Dataset excerpt:
--

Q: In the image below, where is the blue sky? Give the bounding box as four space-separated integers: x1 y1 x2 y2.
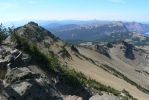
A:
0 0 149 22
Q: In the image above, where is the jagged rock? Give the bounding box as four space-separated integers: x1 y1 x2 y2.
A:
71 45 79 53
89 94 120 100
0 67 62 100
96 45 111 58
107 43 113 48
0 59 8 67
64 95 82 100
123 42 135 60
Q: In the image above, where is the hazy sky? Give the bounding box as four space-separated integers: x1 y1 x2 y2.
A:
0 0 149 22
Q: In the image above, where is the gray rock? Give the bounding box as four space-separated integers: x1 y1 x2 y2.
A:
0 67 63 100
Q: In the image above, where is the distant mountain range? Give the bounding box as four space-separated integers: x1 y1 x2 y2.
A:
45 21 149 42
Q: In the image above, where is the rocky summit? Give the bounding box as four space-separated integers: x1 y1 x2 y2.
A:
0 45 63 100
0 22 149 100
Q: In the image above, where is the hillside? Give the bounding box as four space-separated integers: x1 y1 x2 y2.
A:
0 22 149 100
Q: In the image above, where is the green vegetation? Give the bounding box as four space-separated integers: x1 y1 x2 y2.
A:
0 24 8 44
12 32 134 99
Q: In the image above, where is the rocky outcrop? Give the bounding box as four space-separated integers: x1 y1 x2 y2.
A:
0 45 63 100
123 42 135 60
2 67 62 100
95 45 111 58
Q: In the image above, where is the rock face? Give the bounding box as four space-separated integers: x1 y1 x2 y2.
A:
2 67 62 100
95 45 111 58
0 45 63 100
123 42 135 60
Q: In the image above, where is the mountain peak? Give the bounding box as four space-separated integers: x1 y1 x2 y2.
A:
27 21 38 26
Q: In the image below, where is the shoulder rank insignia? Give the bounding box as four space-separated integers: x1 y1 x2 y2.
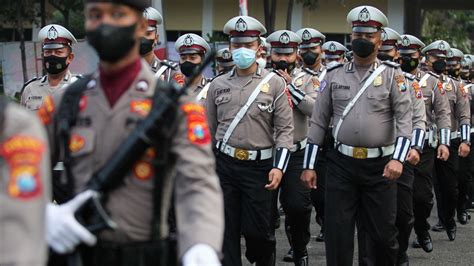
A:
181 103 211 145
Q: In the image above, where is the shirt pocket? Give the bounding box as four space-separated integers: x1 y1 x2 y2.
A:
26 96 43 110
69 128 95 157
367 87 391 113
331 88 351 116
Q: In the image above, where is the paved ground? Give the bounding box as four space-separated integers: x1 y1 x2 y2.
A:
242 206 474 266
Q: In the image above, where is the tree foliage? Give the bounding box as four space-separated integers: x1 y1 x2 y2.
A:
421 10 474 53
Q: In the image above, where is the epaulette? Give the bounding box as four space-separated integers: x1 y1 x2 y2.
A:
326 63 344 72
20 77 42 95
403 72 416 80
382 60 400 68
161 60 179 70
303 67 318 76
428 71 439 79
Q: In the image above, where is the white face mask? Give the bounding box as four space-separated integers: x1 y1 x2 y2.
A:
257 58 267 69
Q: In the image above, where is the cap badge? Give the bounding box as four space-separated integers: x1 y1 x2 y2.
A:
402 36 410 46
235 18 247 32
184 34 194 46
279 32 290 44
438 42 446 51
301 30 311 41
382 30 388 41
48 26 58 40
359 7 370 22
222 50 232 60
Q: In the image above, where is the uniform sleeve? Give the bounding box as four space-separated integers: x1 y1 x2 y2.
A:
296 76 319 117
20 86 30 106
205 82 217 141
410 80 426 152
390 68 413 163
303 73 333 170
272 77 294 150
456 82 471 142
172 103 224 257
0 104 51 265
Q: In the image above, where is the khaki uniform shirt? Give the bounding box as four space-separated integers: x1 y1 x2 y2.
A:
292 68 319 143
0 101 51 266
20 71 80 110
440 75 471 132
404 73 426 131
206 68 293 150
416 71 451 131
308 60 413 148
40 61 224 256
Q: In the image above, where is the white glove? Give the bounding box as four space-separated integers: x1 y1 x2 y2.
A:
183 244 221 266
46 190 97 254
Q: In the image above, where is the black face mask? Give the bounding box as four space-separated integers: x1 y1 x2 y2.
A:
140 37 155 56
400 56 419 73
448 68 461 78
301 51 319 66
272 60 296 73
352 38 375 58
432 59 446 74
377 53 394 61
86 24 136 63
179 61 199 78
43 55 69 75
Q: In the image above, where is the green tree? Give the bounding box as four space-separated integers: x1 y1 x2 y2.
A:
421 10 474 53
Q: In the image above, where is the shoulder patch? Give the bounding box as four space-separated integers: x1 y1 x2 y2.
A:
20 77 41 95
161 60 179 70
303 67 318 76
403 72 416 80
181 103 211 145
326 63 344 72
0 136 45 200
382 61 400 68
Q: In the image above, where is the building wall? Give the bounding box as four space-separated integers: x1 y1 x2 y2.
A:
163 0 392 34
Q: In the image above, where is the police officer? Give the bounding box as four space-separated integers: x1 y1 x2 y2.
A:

--

■ **GOAL**: Rewrite all the entries above, replacing "bounding box" with "rectangle" and changing nothing else. Leave the pictures out of your answer.

■ **RESPONSE BELOW**:
Q: In the image below, where is the blue sky? Give the rectangle as four space-separated integers: x1 y1 x2 y2.
A:
0 0 149 22
Q: In the image above, where is the jagged rock? Give the rectangle as four space-separated integers: x1 y1 x2 y2.
A:
71 45 79 53
89 94 120 100
0 67 62 100
96 45 111 58
107 43 113 48
0 59 8 67
64 95 82 100
123 42 135 60
Q: In the image above, where is the hazy sky? Give the rectangle as four space-separated integers: x1 y1 x2 y2.
A:
0 0 149 22
Q: In the image above, where is the gray rock? Give the rectangle as four space-separated integers: x1 y1 x2 y2.
A:
0 67 63 100
Q: In the image above, where is the distant mountain range? Give the rectangle as four space-separated integers: x1 y1 x2 y2.
A:
45 21 149 42
Q: In the image above, where is the rocky summit? Give the rectangle as four space-separated integers: x1 y1 x2 y2.
A:
0 45 63 100
0 22 149 100
Q: In the image above, where is the hillside? Give the rectangle as four space-separated integers: x1 y1 x2 y2.
A:
0 22 149 100
Q: In the image above, where is the green vegetation? Give the rectangle as four space-separated integers: x1 y1 x2 y2.
A:
0 24 8 44
12 32 134 99
Q: In the image above, where is the rocky outcrop? Give the rectangle as four space-separated integers: x1 y1 x2 y2.
A:
0 45 63 100
123 42 135 60
2 67 62 100
95 45 111 58
Q: In the image above, where is the rock face? Give the rectangle as four space-separated integers: x1 y1 x2 y2.
A:
2 67 62 100
95 45 111 58
0 45 63 100
123 42 135 60
Q: In the image above, where is the mountain peak? Give the rectangle as four space-separated integers: x1 y1 x2 y2.
A:
27 21 38 26
Q: In the image below, where is the shoulder rank insignia? Give the rectangle as four space-separated integers: x1 y1 x2 y2.
A:
181 103 211 145
Q: In the image above, where is the shirt pocket? Give the rectangle as four space-separated integers: x1 y1 x2 y2.
A:
26 96 43 110
69 128 95 157
367 87 391 113
331 88 351 116
Q: In the image above, where is the paved ground? Give the rectangle as four space-separated integers: x1 y1 x2 y2.
A:
242 206 474 266
Q: In the image above, where is the tree foliage? Give the rectangle as four space-separated integers: x1 y1 x2 y2.
A:
421 10 474 53
Q: In the image above, where is the epaulette? Give the rectangle as four space-separated integers: x1 y1 x2 y2.
A:
326 63 344 72
20 77 42 95
403 72 416 80
382 60 400 68
161 60 179 70
303 67 318 76
428 71 439 79
Q: In the image above, where is the white face mask? Give the rectangle as four space-separated integers: x1 y1 x2 y2.
A:
257 58 267 69
Q: In the image above, where is the cap badge? Give the rectangle as four space-separated integers: x1 y1 x2 y2.
A:
402 36 410 46
235 18 247 32
184 34 194 46
279 32 290 44
438 42 446 51
301 30 311 41
382 30 388 41
48 26 58 40
359 7 370 22
222 50 232 60
Q: In the image above, where is the uniform sleeve? Give the rectangle as four space-separated integers: x1 y1 x2 y2.
A:
296 76 319 117
20 86 30 106
205 82 217 141
410 80 426 152
390 68 413 163
303 73 333 170
272 77 294 150
456 82 471 142
172 103 224 257
0 104 51 265
Q: In the image above, where is the khaki uniform shirt? Give the rectangle as four space-separated integers: x1 y1 x2 y2.
A:
292 68 319 143
0 101 51 266
20 71 80 110
440 75 471 132
404 73 426 131
206 68 293 150
416 71 451 131
308 60 413 148
40 61 224 256
Q: In the image above, where is the white glove? Give the rectangle as four space-separated integers: x1 y1 x2 y2.
A:
183 244 221 266
46 190 97 254
Q: In the image above, where is the black face mask? Give the rectangle as four space-separated integers: x1 y1 x2 y2.
A:
140 37 155 56
400 56 419 73
448 68 461 78
301 51 319 66
272 60 296 73
352 38 375 58
432 59 446 74
377 53 394 61
86 24 136 63
179 61 199 78
43 55 69 75
Q: In the image above, where is the green tree? Give the rectangle as four space-separated integers: x1 y1 x2 y2.
A:
421 10 474 53
Q: In the image above, where is the shoulder patch? Give the rectangle as four space-separated integers: x1 y1 x2 y2.
A:
20 77 41 95
161 60 179 70
303 67 318 76
403 72 416 80
181 103 211 145
326 63 344 72
0 136 45 200
382 61 400 68
Q: In the image above, where is the building wall? Give the rectangle as four space-separated integers: x1 y1 x2 y2.
A:
163 0 392 34
Q: In the image above, where is the police officer? Give the rectangle as four space-separated integers: x1 y1 x2 y2.
A:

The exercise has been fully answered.